• **練習問題**:
CRMマーケティングに関する抜粋のうち、「また、開封率やクリック率など」から「ローチしやすい点が魅力です。」までを一字一句変えずに書き写してください。

• **原文抜粋**:

########################################

CRMマーケティングのチャネルごとの活用例
ここでは、CRMマーケティングの施策の具体例を6つ紹介します。事前分析、戦略立案を行った後、戦略に基づいた以下のような様々なチャネルによる施策を実施することで、顧客満足度やLTVの向上、売上拡大が期待できます。
メール配信
電子メールによるDM(ダイレクトメール)は、比較的少ない手間とコストで配信できる点が強みです。たとえば、ある行動を行ったユーザーに対してのみメールを送信することで商品・サービス購入を促し、売上増加を図ったり、定期的にメールを配信しお得な情報を提供することで離脱防止を図ったりすることが可能になります。
また、開封率やクリック率などのデータを取りやすく、施策の改善に活かしやすい点も、電子メールならではのメリットといえるでしょう。
DM送付
紙を使用したDMは、電子メールによるDMとは異なる強みがあります。電子メールには、多くのメールのなかに埋もれてしまう、インターネットに馴染みのない層へのアプローチが難しいなどの欠点がありますが、紙のDMであれば実物が手元に届くため目を通してもらえる可能性が高くなります。インターネットを使わない層にもアプローチしやすい点が魅力です。

########################################

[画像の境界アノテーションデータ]
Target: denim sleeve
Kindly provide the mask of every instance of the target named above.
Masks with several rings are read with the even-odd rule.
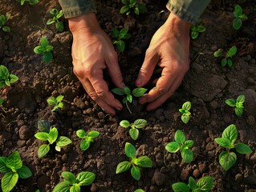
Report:
[[[169,0],[167,9],[188,22],[195,23],[210,0]]]
[[[66,18],[96,12],[94,0],[59,0]]]

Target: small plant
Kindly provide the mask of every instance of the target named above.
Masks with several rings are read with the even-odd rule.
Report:
[[[71,143],[71,140],[64,136],[58,137],[58,130],[55,127],[51,126],[51,124],[47,121],[39,121],[38,128],[40,132],[35,134],[35,137],[41,141],[48,142],[48,144],[43,144],[39,146],[38,151],[39,158],[43,158],[50,151],[50,145],[56,142],[55,150],[61,150],[61,147]]]
[[[0,88],[10,86],[10,84],[16,82],[18,78],[9,73],[8,69],[5,66],[0,66]]]
[[[210,176],[203,177],[200,178],[197,182],[193,178],[189,177],[189,184],[184,182],[175,182],[172,185],[172,189],[174,192],[209,192],[212,189],[213,184],[213,178]]]
[[[190,28],[191,38],[193,39],[197,38],[199,35],[199,33],[205,32],[205,30],[206,30],[206,28],[204,26],[202,26],[200,22],[192,25],[192,26]]]
[[[112,31],[112,38],[114,38],[112,42],[113,45],[116,46],[116,49],[123,52],[125,48],[125,42],[124,39],[128,39],[132,37],[132,34],[128,33],[128,28],[124,28],[120,30],[120,31],[116,30],[116,28],[113,29]]]
[[[130,158],[130,162],[124,161],[120,162],[116,169],[116,174],[120,174],[128,170],[131,167],[131,174],[137,181],[140,178],[140,167],[152,167],[152,162],[147,156],[136,158],[136,149],[129,142],[125,143],[125,154]]]
[[[47,25],[51,25],[55,23],[55,27],[58,31],[62,32],[63,30],[63,23],[59,22],[59,19],[64,14],[62,10],[58,10],[57,9],[51,9],[50,14],[53,16],[52,18],[49,19]]]
[[[136,140],[139,137],[139,130],[144,127],[147,125],[145,119],[136,119],[133,123],[130,123],[127,120],[123,120],[120,122],[120,125],[124,128],[131,127],[129,130],[129,134],[133,140]]]
[[[237,47],[236,46],[232,46],[227,53],[224,53],[222,50],[218,50],[214,52],[213,55],[216,58],[218,57],[224,57],[224,58],[221,59],[221,66],[225,66],[226,64],[230,67],[233,66],[233,61],[232,61],[232,57],[235,55],[237,53]]]
[[[10,32],[10,28],[6,26],[6,22],[9,20],[10,14],[6,14],[6,15],[0,15],[0,29],[2,29],[4,32]]]
[[[245,95],[239,95],[237,100],[228,98],[225,102],[230,106],[234,107],[234,112],[238,116],[242,116],[243,112],[243,103],[245,102]]]
[[[8,157],[0,157],[0,173],[4,174],[1,181],[2,192],[10,191],[19,178],[27,178],[32,175],[30,168],[22,165],[17,150]]]
[[[91,142],[93,142],[93,139],[100,135],[100,132],[92,130],[86,134],[83,130],[79,130],[76,131],[76,135],[83,139],[80,142],[81,150],[86,150],[90,147]]]
[[[16,0],[16,1],[20,2],[20,4],[22,6],[23,6],[25,2],[27,2],[31,6],[34,6],[34,5],[38,4],[39,2],[39,0]]]
[[[214,141],[221,146],[226,148],[218,158],[218,161],[223,169],[226,171],[231,166],[233,166],[237,162],[237,155],[234,152],[230,151],[232,149],[235,149],[239,154],[250,154],[252,152],[250,146],[247,145],[239,142],[235,143],[238,138],[238,130],[235,125],[231,124],[226,127],[222,132],[221,138],[217,138]]]
[[[193,144],[192,140],[185,140],[184,133],[177,130],[174,135],[175,142],[171,142],[165,146],[165,150],[170,153],[176,153],[181,150],[182,159],[189,163],[193,161],[193,153],[190,149]]]
[[[122,0],[124,6],[120,10],[120,14],[125,14],[128,15],[132,10],[136,14],[144,14],[147,11],[147,8],[144,4],[138,3],[136,0]]]
[[[40,40],[40,45],[34,48],[34,52],[38,54],[43,54],[43,60],[45,62],[51,62],[53,58],[53,46],[49,45],[48,40],[43,37]]]
[[[63,95],[59,95],[57,98],[50,97],[47,98],[47,103],[49,106],[53,106],[51,111],[59,111],[60,109],[63,107]]]
[[[80,192],[80,186],[91,185],[95,178],[95,174],[90,171],[82,171],[75,177],[69,171],[61,173],[63,182],[59,182],[53,189],[53,192]]]
[[[190,114],[189,110],[191,108],[191,102],[185,102],[183,103],[181,109],[179,110],[179,111],[181,113],[181,121],[187,124],[190,119]]]
[[[235,30],[239,30],[242,24],[242,19],[248,19],[247,16],[242,14],[242,9],[239,5],[234,6],[234,10],[233,12],[234,20],[233,27]]]

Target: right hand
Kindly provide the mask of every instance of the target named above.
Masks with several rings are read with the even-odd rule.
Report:
[[[108,70],[113,83],[124,87],[117,54],[111,39],[101,29],[94,13],[69,18],[73,34],[74,73],[90,97],[106,112],[114,115],[122,104],[109,91],[103,70]]]

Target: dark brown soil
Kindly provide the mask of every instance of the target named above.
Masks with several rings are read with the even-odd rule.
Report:
[[[126,16],[120,14],[121,1],[96,1],[100,23],[110,36],[114,27],[128,27],[132,34],[127,42],[126,50],[119,54],[125,83],[132,87],[152,36],[169,14],[165,2],[144,0],[148,13]],[[241,5],[249,18],[239,30],[232,27],[236,3]],[[105,114],[74,75],[72,36],[67,22],[64,21],[63,33],[45,26],[53,7],[59,8],[55,0],[41,0],[38,5],[23,6],[14,0],[0,3],[0,14],[11,14],[7,22],[11,32],[0,32],[0,63],[19,77],[18,82],[11,86],[6,95],[5,90],[1,90],[6,101],[0,109],[0,156],[18,150],[23,164],[33,172],[31,178],[19,179],[13,191],[52,191],[62,181],[60,174],[63,170],[75,174],[87,170],[96,174],[93,184],[82,191],[132,192],[138,188],[171,191],[173,182],[187,182],[189,176],[198,179],[206,175],[214,178],[212,191],[256,191],[255,1],[212,1],[201,17],[206,31],[191,40],[193,62],[177,93],[154,111],[147,112],[144,106],[135,106],[132,109],[133,114],[129,114],[124,107],[116,117]],[[46,36],[54,46],[54,60],[48,64],[33,52],[42,36]],[[231,68],[221,67],[220,60],[213,54],[218,48],[227,50],[232,46],[238,47],[238,54],[233,58],[234,64]],[[194,59],[199,53],[202,54]],[[150,88],[151,85],[148,86]],[[59,94],[64,95],[64,107],[62,113],[51,112],[47,99]],[[236,116],[225,103],[226,99],[239,94],[246,96],[242,117]],[[192,103],[192,118],[185,125],[178,110],[186,101]],[[119,126],[119,122],[132,122],[137,118],[145,118],[148,126],[134,142],[127,130]],[[52,150],[45,158],[39,158],[37,152],[42,142],[34,134],[41,119],[55,126],[61,135],[72,140],[72,144],[60,153]],[[238,128],[238,141],[249,145],[253,153],[238,154],[237,163],[225,171],[218,162],[221,148],[214,138],[220,137],[230,124]],[[79,129],[100,132],[84,152],[79,150],[80,140],[75,135]],[[194,141],[195,158],[191,163],[183,162],[180,154],[169,154],[165,149],[168,142],[173,141],[177,129]],[[129,173],[115,173],[117,164],[128,160],[124,152],[127,142],[135,145],[139,155],[148,155],[153,162],[152,168],[143,170],[139,182]]]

########################################

• **この問題の解答**:
また、開封率やクリック率などのデータを取りやすく、施策の改善に活かしやすい点も、電子メールならではのメリットといえるでしょう。
DM送付
紙を使用したDMは、電子メールによるDMとは異なる強みがあります。電子メールには、多くのメールのなかに埋もれてしまう、インターネットに馴染みのない層へのアプローチが難しいなどの欠点がありますが、紙のDMであれば実物が手元に届くため目を通してもらえる可能性が高くなります。インターネットを使わない層にもアプローチしやすい点が魅力です。